* [PARTS OF THE EXERCISE]
1. According to the passage shown, how many items make up the questionnaire used to identify the students' errors?
2. Carry the article on errors with fraction problems forward from its final sentence, keeping its academic tone.

Submitted on April 26, 2021 / Accepted on September 20, 2021

Ph.D. Jony Alexander Rojas Rojas

Doctor of Science with Orientation in Applied Mathematics

National Autonomous University of Nicaragua, Managua

Faculty of Education and Languages

B.A. Keneth Jovan Sotelo Sánchez

Teacher of Secondary Education in Mathematics

Section: Education

Scientific Articles

Keywords: education, error, mathematics, problems, fractions.

Abstract

In mathematics education for primary, a mistake is a teaching opportunity for the teacher, since realizing that the students have not reached the correct solution of the problem, he will then be able to design strategies that allow the students to overcome the error. However, this is possible only if the error has already been described. This paper describes the errors made by undergraduate students during work with additive problems of verbal enunciation on fractions. A total of 14 types of errors were found in the grouping problems, of these 13 are committed in aggregation problems.

INTRODUCTION

How concepts and problem-solving involving fractions are taught is one of the most difficult tasks for Mathematics teachers who address this content in primary education, because, according to Morales (2014), “the fractionation of the unit is prioritized or focuses on the mechanization of algorithms, that leave aside the reasoning and understanding of the concept that would allow the approach and solution of different mathematical problems”.

In some sectors, it is considered that learning to solve problems is learning to learn and that the most convenient approach concerning achieving this goal in teaching and learning environments is problem-based learning (Tandogan, & Orhan, 2007) cited by Gonzales and Maz (2018). Nicaragua’s own fifth-grade primary education curriculum establishes it as one of the competencies that every student must develop.

However, problems involving some application of school mathematics are left for the end of a unit or the end of the program, so most of the time students learn formal and abstract mathematics out of context. This fact was pointed out by Morales (2014), who states that these problems are usually omitted due to lack of time. This leads to problem-solving competence not being developed by students.

In Nicaraguan educational context, this phenomenon manifests itself because it is prioritized to comply with the programming of the contents in a set time. Therefore, the interest of this article is to identify the errors made by a sample of fifth-grade students of primary education when solving additive problems of aggregation and grouping. To achieve this identification of errors, we applied a questionnaire, composed of 4 items, which evaluates aspects of procedural development, translation from natural language to arithmetic, and conceptual processes in the resolution of additive problems. The analysis is carried out from two methodologies: thorough analysis of the students’ productions and through descriptive statistics tools. This allowed us a classification of errors that are within those proposed in the literature and other errors that had not been classified.

METHODOLOGY

The present research, according to its approach, is mixed. Quantitative because it makes use of statistical tools for the treatment of data information through the categorization and description of the properties, characteristics, and profiles of people, groups, communities, processes, and objects or any other phenomenon that is submitted to the analysis (Hernández, Fernández, and Baptista, 2010). Qualitative since it is a systematic activity oriented to the in-depth understanding of educational and social phenomena (in our case the errors made by students of 5th grade in the resolution of additive problems of verbal statement with fractions), to the transformation of practices and socio-educational scenarios, to decision making and also towards the discovery and development of an organized body of knowledge (Bisquerra, 2009). As for its level, it is descriptive because it deals with the characterization of a fact, phenomenon, individual or group, to establish its structure or behavior (Fidias, 2012), in addition, it has as a primary point the identification of the errors committed by primary education students in the resolution of additive problems of verbal statement both of aggregation. As a group for Bisquerra (2009) prospective studies advance in the collection of data, while the facts are happening, then the research is transversal and prospective because the data collection was in a single period, specifically in the second semester of the 2020 school year, and all the information was collected, according to the criteria of the researcher and for the specific purposes of the research, after the planning of the research.

* [INFORMATION GIVEN]
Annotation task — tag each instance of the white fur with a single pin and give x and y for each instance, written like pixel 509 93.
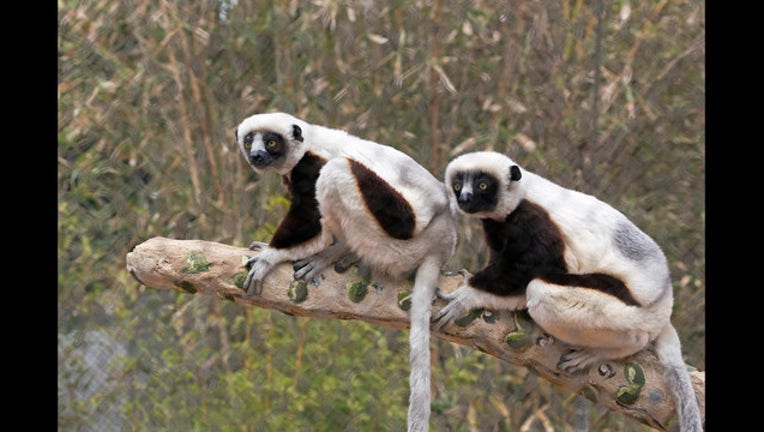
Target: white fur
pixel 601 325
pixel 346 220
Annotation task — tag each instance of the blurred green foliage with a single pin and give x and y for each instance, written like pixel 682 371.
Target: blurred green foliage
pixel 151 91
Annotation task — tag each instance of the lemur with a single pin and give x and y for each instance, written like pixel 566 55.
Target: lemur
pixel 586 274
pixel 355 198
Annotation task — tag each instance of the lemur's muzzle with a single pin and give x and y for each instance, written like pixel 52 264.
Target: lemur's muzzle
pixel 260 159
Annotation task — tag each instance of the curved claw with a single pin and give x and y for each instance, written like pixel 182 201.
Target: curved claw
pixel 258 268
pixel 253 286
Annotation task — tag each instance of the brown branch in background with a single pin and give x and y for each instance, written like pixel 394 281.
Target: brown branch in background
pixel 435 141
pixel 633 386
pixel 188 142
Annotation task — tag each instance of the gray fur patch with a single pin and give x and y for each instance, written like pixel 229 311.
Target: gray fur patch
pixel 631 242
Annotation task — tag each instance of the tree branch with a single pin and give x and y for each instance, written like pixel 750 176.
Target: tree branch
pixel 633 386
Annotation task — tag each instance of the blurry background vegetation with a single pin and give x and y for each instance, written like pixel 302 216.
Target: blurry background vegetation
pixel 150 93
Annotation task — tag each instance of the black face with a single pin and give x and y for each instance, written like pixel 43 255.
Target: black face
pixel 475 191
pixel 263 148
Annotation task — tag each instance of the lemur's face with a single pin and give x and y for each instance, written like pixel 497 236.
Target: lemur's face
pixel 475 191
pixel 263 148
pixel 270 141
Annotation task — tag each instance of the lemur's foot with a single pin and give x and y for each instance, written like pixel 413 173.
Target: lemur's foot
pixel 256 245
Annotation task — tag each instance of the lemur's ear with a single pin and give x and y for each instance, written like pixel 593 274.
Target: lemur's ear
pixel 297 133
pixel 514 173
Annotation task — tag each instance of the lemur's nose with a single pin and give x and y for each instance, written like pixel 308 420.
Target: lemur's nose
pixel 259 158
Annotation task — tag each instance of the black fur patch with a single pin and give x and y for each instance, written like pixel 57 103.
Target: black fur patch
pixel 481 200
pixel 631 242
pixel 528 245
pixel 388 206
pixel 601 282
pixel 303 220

* * *

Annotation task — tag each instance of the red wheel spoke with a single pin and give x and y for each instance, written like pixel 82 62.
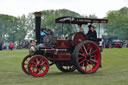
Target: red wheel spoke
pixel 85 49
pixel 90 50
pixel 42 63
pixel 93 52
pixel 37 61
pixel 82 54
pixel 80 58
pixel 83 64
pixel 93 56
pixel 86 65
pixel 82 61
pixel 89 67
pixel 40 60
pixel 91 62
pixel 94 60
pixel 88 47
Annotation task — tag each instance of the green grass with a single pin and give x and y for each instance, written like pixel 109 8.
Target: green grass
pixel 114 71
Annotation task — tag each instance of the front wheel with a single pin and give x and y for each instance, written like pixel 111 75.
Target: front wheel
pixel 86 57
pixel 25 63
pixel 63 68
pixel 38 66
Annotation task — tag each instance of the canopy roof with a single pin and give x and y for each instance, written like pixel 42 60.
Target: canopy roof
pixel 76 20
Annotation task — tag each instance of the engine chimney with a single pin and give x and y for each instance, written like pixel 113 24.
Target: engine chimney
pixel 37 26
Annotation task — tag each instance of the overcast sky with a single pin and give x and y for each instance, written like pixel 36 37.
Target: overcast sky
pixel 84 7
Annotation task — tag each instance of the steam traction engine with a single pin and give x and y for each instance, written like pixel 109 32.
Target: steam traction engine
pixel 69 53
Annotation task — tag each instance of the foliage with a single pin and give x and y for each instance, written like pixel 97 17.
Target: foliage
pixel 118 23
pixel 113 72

---

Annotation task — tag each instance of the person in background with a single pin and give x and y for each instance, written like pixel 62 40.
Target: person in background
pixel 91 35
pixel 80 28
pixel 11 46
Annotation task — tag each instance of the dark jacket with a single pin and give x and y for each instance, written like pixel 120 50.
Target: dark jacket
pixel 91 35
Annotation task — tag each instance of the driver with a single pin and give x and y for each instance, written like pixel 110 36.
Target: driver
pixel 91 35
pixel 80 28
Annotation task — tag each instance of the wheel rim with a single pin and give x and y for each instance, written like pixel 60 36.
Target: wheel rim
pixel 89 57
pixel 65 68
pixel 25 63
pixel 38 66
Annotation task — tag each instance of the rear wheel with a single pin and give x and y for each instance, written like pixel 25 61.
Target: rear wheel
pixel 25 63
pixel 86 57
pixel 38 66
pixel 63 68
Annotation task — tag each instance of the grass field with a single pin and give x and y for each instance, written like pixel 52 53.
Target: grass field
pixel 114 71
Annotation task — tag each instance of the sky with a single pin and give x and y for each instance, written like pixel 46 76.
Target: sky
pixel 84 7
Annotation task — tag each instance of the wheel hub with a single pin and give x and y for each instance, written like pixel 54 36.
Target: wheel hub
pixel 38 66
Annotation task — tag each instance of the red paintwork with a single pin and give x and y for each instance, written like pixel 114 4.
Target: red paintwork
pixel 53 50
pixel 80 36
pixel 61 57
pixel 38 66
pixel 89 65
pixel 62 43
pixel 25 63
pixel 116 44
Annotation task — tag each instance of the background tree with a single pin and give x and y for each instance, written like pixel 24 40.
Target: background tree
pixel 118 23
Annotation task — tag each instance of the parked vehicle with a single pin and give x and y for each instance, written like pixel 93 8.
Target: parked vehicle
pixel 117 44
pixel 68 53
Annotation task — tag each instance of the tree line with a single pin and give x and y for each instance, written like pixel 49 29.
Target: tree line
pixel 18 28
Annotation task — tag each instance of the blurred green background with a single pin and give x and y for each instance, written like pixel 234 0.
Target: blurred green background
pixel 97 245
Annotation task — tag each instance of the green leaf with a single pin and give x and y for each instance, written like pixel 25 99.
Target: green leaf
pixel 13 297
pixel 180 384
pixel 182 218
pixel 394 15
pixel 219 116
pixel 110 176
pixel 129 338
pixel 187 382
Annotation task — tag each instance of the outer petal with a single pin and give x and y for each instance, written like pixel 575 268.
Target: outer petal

* [THE REPLIES]
1. The questionnaire has 4 items.

2.
Objectives

1.Identify the mistakes made by students of 5th grade of Primary Education in the resolution of additive problems of verbal enunciation.

2.Identify the family of problems (aggregation or grouping) that generates the greatest number of errors in students during work with additive verbal statement problems.

Participants

The research involved 20 out of 37 students enrolled in the fifth grade C of Primary Education of the Public School Teacher Calixto Moya de Masatepe. The age of the participants ranges from 10 to 13 years, in addition, 8 of the participants were girls and the remaining 12 were boys. It was not necessary to apply any formula to calculate the sample size, since the fifth grade C was selected because it was accessed, and the final sample was 20 because they were the ones who attended a class regularly. Finally, it should be noted that the type of sampling used was the causal or accidental non-probabilistic sample, which is the one in which the researcher directly and intentionally selects the sample, mainly because it has easy access to it and is representative of the population (Gil, Rodríguez and García, 1995; Albert, 2006).

Tools

For the collection of the information, the survey was used as a technique and a questionnaire was used as an instrument, which consisted of 4 additive problems of the verbal statement, of which 2 were of grouping and 2 of aggregation. The first two problems involve fractions with equal denominators and the last two fractions with different denominators. The problems were excerpted from the fifth-grade textbook The Power of Mathematics, by Avendaño D. (2019). And then appropriate to the second cycle level of Nicaraguan primary education. This instrument was validated in terms of content and belonging by the full professor and the director of the Public School.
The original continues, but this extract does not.